**Opdrachten:**
A – Beantwoord aan de hand van het fragment over het LGW-festival de volgende vragen:
(i) Met hoeveel mensen zijn wij volgens de tekst ongeveer op de aardkloot?
(ii) Op welke dag is het druk in TivoliVredenburg?
(iii) Welke zaal loopt voller dan vol voor Devendra Banhart?
B – Geef voor elk van de volgende beweringen aan of deze strookt met het fragment over het LGW-festival, en citeer de doorslaggevende woorden:
(i) Het volledige programma is in zijn geheel te zien en te horen.
(ii) Devendra Banhart mocht een deel van het programma cureren.
(iii) Op zaterdag wordt het dringen in TivoliVredenburg.
C – Zet het fragment over het LGW-festival voort na de laatste zin.

**Fragment:**
::::

Het LGW-weefsel viert muziek uit alle windstreken. Je kunt het avontuur of exotiek noemen, maar daaraan heeft LGW geen boodschap. Sterker: we zijn met zo’n zeven miljard op de aardkloot en we zullen maar een fractie horen van wat er aan muziek gemaakt wordt en daarvan is het festival dan ook nog maar een selectie. Kortom: hoe meer je weet en hoort en hoe meer je weet wat je nog niet gehoord hebt. En precies dát is een reden voor een feestje – voor dit festival.

lgw-2018

Garen spinnen

De brille van LGW ligt erin dat dát niet een stressgevoel van ‘dat moet dan ook nog’ oplevert, maar je omarmt als een hoorn des overvloeds. Het volle programma is met geen mogelijkheid totaal te zien en horen. Dus doe je huiswerk vooraf: hoor je veel of alles al eens, kort wellicht. Tijdens LGW weef je door de gemoedstoestand van het moment je eigen kleedje dag voor dag. En daarmee ga je door na het festival, net als met het opzoeken van acts die je niet gezien hebt. Bij die LGW-energie spint de muziekliefhebbers nog lang garen. Een jaar verder strijkt het gilde van door die wol geverfde liefhebbers weer neer op het tapijt, dat her en der wat kale plekken vertoont en nieuwe franjes kent.

Kroon

Op zaterdag is het druk, zonder dat het dringen wordt in TivoliVredenburg. Midden op het kleed prijkt immers de naam van Devendra Banhart die ook een deel van het programma mocht cureren. En voor hem loopt de Grote Zaal voller dan vol. Zijn onvaste zang en na jarenlange oefening nog steeds onhandige podiumpresentatie steken de Koning en Keizer van deze dag nauwelijks naar de kroon en scepter.

::::

**Aangeleverde regels:**
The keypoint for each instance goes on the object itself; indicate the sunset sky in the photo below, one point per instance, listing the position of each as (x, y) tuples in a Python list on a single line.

::::

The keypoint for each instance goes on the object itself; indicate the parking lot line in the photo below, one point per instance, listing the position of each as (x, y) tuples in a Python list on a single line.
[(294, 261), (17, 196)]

::::

**Antwoorden:**
A –
(i) Met zo'n zeven miljard.
(ii) Op zaterdag.
(iii) De Grote Zaal.

B –
(i) Nee: "Het volle programma is met geen mogelijkheid totaal te zien en horen."
(ii) Ja: "die ook een deel van het programma mocht cureren"
(iii) Nee: "zonder dat het dringen wordt in TivoliVredenburg"

C –
saul-williams

Merg en been

Die regalia zijn dan ook ferm geclaimd door Saul Williams en King Britt. Terwijl laatst genoemde een vervoerend en verzengend substraat neerlegt van knetterharde beats uit de Mego- en Noton-school, bij vlagen lijkt het wel Mika Vainio wat hij presenteert, spreekt de uitzonderlijke dichter Williams met een dictie die merg en been gaat. Niet alleen zijn ronkende stem grijpt bij lurven en kladden tegelijk; ook de inhoud van zijn deels geïmproviseerde poëzie pakt bij de stropt en laat niet meer los. De tijd, wie die vasthoudt en bewaakt. Maar ook: onvrijwillige migratie versus avonturiers en ontdekkingsreizen – slaventransporten en… “the Dutch built ships” – vilein gesneerd, maar niet vermanend erin gehamerd. Williams knipoogt sardonisch – “The church was the first start-up; it developed the Gregorian browser” – en voordat je zijn spitsvondigheden hebt laten landen, is de visionaire woordkunstenaar alweer een paar gedachtesprongen verder.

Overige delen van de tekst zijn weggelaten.